-- BEGIN DATA LISTING --

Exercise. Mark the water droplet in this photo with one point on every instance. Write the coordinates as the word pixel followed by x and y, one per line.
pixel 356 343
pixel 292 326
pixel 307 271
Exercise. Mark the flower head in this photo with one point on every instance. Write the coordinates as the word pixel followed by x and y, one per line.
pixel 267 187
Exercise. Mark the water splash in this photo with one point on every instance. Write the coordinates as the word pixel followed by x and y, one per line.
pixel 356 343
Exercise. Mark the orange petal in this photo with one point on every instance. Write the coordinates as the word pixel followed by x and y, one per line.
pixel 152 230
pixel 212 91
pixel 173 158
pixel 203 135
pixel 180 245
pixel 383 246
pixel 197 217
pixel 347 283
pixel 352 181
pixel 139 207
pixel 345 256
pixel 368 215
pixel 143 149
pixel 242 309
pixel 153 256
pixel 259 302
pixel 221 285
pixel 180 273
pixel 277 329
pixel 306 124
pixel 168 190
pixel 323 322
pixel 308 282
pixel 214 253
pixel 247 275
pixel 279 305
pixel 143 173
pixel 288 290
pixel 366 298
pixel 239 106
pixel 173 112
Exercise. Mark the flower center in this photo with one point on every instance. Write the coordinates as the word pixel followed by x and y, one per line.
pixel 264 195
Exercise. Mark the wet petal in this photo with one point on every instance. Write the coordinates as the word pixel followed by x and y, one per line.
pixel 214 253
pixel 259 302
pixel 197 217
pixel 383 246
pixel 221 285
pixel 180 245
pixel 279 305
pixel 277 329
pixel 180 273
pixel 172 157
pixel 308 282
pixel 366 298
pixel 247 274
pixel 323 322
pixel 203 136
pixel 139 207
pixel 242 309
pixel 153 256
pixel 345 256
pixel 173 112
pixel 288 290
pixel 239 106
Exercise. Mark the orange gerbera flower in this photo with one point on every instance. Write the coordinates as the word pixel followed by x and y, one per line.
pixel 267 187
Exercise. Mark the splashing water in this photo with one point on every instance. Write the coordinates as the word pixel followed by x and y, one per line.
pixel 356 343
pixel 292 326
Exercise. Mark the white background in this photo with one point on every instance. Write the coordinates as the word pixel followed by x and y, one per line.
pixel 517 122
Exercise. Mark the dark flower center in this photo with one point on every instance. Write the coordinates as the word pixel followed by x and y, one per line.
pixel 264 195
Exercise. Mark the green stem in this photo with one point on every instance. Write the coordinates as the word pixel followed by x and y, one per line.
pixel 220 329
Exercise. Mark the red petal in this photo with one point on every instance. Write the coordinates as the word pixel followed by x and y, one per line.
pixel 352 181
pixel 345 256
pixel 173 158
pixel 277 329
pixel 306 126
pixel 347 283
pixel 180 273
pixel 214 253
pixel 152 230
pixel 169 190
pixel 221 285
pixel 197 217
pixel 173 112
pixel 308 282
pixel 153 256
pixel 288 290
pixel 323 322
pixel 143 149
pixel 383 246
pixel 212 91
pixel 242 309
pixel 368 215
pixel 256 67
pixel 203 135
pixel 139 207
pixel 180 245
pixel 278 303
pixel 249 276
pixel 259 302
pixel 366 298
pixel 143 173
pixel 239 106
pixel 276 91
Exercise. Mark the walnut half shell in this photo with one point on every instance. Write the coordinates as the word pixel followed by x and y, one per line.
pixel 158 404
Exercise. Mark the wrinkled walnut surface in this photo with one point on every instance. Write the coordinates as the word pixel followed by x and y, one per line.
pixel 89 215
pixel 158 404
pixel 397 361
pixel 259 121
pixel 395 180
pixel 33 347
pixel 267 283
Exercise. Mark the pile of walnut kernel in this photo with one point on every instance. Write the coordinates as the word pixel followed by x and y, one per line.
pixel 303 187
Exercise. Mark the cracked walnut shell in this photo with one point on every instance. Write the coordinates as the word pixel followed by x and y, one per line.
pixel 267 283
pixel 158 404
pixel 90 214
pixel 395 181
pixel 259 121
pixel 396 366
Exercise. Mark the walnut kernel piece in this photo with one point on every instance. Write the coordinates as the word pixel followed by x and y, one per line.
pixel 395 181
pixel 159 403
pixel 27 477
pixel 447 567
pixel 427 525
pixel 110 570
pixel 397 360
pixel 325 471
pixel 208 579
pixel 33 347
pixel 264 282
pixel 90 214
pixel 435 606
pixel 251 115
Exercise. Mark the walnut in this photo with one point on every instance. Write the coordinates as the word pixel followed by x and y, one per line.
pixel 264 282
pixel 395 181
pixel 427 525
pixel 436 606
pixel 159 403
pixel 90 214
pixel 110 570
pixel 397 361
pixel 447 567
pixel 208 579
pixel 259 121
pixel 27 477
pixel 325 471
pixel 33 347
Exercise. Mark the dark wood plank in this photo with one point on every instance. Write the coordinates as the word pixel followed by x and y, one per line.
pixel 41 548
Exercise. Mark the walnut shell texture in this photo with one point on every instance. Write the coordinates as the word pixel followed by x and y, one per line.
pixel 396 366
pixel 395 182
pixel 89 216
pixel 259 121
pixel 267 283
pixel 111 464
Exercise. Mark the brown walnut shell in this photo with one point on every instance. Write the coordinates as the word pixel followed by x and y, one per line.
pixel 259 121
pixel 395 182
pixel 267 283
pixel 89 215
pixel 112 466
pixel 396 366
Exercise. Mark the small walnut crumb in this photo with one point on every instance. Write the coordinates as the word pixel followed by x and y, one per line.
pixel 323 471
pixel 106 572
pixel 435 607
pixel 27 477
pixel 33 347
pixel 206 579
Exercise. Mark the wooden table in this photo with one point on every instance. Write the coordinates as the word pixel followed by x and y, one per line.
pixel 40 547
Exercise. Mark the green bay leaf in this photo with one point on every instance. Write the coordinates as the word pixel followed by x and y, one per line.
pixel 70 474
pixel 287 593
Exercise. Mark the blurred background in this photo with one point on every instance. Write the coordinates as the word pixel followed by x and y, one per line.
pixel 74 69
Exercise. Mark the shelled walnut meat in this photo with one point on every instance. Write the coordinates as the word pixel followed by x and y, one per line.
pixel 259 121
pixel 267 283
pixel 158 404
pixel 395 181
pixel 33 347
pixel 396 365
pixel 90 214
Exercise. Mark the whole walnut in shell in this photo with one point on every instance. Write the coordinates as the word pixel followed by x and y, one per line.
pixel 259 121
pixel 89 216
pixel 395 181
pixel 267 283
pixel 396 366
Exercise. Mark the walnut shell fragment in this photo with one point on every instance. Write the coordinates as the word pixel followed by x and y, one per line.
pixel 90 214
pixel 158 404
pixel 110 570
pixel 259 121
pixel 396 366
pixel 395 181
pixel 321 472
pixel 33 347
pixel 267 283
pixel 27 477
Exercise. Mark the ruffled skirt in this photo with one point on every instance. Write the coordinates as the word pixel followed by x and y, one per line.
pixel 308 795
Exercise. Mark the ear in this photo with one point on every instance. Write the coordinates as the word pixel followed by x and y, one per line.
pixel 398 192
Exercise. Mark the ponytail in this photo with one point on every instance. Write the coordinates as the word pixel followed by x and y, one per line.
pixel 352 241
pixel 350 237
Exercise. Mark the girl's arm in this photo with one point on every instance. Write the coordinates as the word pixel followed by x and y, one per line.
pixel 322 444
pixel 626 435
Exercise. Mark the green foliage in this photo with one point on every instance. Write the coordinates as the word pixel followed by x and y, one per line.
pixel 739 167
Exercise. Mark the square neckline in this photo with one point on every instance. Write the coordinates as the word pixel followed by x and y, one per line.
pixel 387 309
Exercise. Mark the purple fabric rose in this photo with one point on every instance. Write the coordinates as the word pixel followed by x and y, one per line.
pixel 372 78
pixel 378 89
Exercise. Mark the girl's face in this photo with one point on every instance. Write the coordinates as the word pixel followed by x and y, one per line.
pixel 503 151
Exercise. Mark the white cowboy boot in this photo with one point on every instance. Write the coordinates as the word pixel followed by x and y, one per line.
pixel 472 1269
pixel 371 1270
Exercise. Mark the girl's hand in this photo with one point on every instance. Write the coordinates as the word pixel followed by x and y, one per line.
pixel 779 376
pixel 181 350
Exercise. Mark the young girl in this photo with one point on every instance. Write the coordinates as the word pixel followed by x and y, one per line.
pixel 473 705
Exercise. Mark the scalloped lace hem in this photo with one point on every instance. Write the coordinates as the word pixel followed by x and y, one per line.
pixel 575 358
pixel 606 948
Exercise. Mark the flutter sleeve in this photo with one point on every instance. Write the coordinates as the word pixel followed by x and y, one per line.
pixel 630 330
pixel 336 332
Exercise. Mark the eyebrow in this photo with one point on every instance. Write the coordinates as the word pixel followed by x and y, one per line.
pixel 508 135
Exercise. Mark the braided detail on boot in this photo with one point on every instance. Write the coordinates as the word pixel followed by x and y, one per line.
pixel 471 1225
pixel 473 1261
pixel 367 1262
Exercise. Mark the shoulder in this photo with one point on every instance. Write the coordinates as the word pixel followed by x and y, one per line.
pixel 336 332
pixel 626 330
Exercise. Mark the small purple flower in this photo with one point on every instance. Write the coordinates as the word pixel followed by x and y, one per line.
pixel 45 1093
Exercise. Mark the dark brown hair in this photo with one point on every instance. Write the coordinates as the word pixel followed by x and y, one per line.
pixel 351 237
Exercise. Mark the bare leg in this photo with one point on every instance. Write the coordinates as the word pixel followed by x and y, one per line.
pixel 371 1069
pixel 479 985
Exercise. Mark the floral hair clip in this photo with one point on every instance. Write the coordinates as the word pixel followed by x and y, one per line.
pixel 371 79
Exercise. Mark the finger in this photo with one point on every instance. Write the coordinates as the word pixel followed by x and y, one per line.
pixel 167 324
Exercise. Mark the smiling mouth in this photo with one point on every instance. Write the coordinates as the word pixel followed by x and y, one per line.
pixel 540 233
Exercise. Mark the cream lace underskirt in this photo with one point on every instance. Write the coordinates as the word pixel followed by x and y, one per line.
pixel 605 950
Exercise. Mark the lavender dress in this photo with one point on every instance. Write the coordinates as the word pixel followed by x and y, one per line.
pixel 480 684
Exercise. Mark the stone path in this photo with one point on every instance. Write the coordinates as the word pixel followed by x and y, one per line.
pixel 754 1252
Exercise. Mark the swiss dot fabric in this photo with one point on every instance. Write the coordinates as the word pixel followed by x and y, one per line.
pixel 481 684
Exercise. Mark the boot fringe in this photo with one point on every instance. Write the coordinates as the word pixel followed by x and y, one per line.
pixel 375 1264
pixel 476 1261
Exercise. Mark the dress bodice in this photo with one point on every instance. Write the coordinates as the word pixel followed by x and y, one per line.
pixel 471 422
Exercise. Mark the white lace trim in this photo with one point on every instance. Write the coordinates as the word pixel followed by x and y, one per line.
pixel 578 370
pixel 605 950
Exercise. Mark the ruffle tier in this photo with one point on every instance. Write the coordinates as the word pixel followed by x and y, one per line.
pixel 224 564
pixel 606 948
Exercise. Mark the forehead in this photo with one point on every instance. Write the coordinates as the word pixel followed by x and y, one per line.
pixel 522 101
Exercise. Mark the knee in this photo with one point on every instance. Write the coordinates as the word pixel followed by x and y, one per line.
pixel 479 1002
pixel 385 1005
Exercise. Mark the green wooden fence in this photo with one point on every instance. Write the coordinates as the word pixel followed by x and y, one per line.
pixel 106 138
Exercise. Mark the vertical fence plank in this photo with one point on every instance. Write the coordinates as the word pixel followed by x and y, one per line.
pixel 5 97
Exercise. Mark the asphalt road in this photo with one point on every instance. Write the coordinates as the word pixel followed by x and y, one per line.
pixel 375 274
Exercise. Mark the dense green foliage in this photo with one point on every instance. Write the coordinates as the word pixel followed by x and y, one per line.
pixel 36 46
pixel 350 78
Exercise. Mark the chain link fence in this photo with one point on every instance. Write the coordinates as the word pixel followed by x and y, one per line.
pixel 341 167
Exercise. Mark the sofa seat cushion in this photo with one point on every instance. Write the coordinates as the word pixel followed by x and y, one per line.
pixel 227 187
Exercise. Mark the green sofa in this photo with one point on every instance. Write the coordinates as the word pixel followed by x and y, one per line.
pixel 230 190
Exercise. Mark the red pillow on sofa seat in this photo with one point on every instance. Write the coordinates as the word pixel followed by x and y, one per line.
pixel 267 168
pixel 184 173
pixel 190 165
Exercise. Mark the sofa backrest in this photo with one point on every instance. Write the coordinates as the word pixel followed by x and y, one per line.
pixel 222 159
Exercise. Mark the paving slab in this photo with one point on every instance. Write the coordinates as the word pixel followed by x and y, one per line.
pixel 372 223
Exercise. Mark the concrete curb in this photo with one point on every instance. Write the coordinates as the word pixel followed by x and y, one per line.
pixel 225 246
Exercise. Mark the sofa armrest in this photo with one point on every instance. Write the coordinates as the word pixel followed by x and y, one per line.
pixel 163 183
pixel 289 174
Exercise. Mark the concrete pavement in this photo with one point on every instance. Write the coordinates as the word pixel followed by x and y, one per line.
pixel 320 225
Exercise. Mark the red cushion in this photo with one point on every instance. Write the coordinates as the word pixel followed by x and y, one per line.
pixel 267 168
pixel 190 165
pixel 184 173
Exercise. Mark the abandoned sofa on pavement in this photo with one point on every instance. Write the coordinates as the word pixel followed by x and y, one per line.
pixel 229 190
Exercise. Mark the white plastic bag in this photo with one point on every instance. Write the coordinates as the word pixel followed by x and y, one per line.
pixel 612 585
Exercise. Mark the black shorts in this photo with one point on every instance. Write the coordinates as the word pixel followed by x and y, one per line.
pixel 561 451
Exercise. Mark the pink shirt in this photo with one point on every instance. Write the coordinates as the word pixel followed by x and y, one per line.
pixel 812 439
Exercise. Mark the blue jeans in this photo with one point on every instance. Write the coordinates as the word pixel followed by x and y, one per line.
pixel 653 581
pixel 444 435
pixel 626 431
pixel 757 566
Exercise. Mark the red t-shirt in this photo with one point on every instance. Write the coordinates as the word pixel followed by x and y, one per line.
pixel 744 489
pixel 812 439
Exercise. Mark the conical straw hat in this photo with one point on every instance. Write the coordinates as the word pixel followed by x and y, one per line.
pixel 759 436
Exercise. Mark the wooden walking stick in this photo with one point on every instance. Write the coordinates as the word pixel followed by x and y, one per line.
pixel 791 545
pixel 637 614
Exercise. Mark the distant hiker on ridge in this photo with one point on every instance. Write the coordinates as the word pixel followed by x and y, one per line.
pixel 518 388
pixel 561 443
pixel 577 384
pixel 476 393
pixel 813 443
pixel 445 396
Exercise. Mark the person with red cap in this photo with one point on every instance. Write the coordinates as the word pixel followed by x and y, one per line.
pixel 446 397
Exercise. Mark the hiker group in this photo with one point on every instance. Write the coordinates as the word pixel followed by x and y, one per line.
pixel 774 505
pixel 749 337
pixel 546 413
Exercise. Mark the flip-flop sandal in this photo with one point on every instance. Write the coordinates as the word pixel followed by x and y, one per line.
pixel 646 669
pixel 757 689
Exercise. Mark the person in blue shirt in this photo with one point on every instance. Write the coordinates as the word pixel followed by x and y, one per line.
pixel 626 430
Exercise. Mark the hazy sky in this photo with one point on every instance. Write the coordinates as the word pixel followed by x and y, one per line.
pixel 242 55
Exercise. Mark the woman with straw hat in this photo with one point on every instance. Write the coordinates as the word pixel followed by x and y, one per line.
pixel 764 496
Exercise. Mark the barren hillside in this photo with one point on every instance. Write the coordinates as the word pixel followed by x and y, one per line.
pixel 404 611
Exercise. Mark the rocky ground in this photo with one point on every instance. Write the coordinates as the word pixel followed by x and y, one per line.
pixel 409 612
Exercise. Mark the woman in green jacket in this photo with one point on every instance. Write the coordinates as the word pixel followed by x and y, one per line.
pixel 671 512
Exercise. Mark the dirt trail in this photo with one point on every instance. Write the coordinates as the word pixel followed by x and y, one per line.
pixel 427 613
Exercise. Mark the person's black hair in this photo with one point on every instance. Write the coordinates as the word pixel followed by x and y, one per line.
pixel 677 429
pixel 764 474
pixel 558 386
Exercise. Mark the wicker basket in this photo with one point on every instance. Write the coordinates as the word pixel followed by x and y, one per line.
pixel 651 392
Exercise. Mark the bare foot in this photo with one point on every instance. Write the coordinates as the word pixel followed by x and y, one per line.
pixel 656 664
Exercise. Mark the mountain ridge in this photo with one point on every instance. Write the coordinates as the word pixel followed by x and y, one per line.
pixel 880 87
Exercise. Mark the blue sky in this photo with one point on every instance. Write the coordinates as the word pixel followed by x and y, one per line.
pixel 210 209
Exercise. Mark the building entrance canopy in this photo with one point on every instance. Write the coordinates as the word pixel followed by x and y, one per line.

-- END DATA LISTING --

** EXERCISE OBJECTIVE **
Every line from the line containing "Exercise. Mark the rocky" to the last line of the material above must be repeated exactly, and no other line.

** ANSWER IN FULL **
Exercise. Mark the rocky ground in this photo with one point on every instance. Write the coordinates as the word pixel followed by x and y, one per line.
pixel 409 612
Exercise. Mark the woman in green jacket in this photo with one point on every instance. Write the coordinates as the word pixel followed by x and y, one per line.
pixel 671 512
Exercise. Mark the dirt trail in this photo with one point on every instance. Write the coordinates as the word pixel followed by x and y, one per line.
pixel 427 613
Exercise. Mark the person's black hair in this photo with one point on every instance. Write the coordinates as the word pixel followed by x and y, one per line.
pixel 677 429
pixel 764 474
pixel 558 386
Exercise. Mark the wicker basket in this photo with one point on every instance. Write the coordinates as the word pixel followed by x and y, one per line.
pixel 651 392
Exercise. Mark the bare foot in this photo with one point on every instance. Write the coordinates as the word pixel followed by x and y, one per line.
pixel 656 664
Exercise. Mark the mountain ridge in this photo with one point on every instance. Write the coordinates as the word pixel followed by x and y, one per line.
pixel 880 87
Exercise. Mark the blue sky in this photo with one point on every instance. Write the coordinates as the word pixel followed by x and y, one per line.
pixel 210 209
Exercise. Mark the building entrance canopy in this photo with one point on every instance. Write the coordinates as the word pixel followed by x and y, one per line.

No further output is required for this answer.